**WORK TASK**: Copy every line of the data that contains the string "below".

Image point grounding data
*****

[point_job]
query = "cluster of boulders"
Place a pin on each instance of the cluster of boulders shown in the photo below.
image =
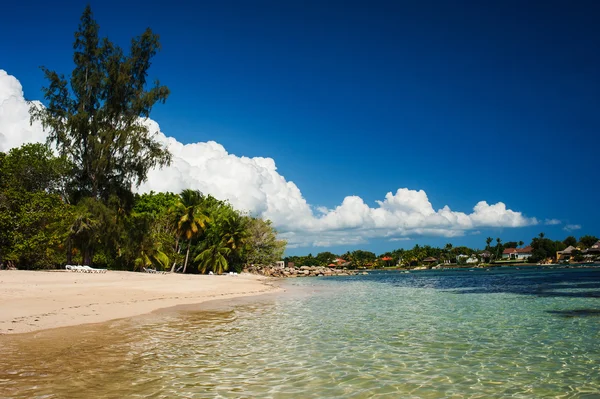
(302, 271)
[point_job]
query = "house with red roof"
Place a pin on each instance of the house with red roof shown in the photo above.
(517, 253)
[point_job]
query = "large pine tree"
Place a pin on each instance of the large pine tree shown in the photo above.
(96, 119)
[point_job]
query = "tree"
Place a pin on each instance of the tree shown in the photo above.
(32, 210)
(325, 258)
(192, 221)
(214, 258)
(262, 246)
(95, 119)
(488, 242)
(498, 246)
(587, 241)
(570, 241)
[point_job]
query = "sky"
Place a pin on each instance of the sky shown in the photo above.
(355, 125)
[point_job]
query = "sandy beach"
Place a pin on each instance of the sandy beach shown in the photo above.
(38, 300)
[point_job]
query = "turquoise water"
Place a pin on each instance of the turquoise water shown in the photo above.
(526, 333)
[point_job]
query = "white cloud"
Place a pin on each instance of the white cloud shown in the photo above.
(14, 116)
(552, 222)
(254, 185)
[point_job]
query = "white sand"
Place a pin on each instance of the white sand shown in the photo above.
(32, 301)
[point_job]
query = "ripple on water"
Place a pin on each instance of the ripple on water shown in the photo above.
(382, 336)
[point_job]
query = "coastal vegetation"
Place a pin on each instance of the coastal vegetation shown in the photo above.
(72, 199)
(542, 249)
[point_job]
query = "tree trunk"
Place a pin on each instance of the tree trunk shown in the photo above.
(177, 250)
(187, 254)
(69, 252)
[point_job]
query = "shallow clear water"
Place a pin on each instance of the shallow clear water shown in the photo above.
(528, 333)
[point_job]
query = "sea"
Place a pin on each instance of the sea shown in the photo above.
(526, 332)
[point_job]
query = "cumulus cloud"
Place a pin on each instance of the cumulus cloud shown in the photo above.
(552, 222)
(14, 116)
(254, 185)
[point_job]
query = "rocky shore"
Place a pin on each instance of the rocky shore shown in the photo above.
(302, 271)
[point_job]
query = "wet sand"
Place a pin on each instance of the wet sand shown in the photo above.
(38, 300)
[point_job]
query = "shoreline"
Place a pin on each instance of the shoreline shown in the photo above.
(32, 301)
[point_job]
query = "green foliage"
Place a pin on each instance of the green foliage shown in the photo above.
(32, 211)
(587, 241)
(570, 241)
(214, 258)
(262, 246)
(544, 248)
(94, 119)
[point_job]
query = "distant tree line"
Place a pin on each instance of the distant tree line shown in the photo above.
(542, 249)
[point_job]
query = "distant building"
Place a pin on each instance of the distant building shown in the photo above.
(565, 254)
(594, 249)
(472, 259)
(517, 253)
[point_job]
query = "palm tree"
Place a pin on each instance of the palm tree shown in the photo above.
(214, 258)
(192, 221)
(235, 232)
(498, 242)
(151, 256)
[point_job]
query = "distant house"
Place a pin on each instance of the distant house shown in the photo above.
(594, 249)
(339, 262)
(566, 253)
(517, 253)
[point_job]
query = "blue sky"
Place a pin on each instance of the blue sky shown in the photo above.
(464, 100)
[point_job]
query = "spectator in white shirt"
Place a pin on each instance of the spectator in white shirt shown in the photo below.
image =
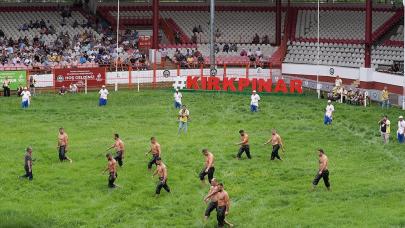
(258, 53)
(26, 98)
(177, 99)
(329, 113)
(103, 96)
(338, 82)
(385, 129)
(401, 128)
(73, 88)
(254, 103)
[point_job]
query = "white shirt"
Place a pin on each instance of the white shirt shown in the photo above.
(103, 93)
(338, 82)
(255, 100)
(401, 127)
(25, 95)
(177, 97)
(329, 110)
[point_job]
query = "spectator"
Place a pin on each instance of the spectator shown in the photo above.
(385, 98)
(258, 53)
(217, 33)
(338, 82)
(401, 129)
(194, 38)
(177, 38)
(233, 47)
(200, 59)
(32, 83)
(200, 29)
(19, 90)
(329, 113)
(197, 53)
(6, 87)
(265, 39)
(385, 129)
(73, 88)
(216, 48)
(243, 52)
(195, 29)
(226, 48)
(256, 39)
(62, 90)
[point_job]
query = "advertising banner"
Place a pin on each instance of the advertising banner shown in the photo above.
(64, 77)
(16, 77)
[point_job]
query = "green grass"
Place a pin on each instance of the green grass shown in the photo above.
(367, 177)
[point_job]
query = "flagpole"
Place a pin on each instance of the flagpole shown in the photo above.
(318, 89)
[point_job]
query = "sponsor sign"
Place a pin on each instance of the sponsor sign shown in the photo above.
(16, 77)
(64, 77)
(242, 84)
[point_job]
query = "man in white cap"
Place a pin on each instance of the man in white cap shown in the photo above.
(26, 98)
(177, 99)
(103, 96)
(254, 103)
(401, 129)
(328, 113)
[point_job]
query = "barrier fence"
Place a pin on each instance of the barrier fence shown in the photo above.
(94, 78)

*****

**SOLUTION FOR THIS EXERCISE**:
Place a pin on each instance of the cluster of boulders shown in the photo below.
Place a pin on each instance of the spectator in white shirt shown in the photo below.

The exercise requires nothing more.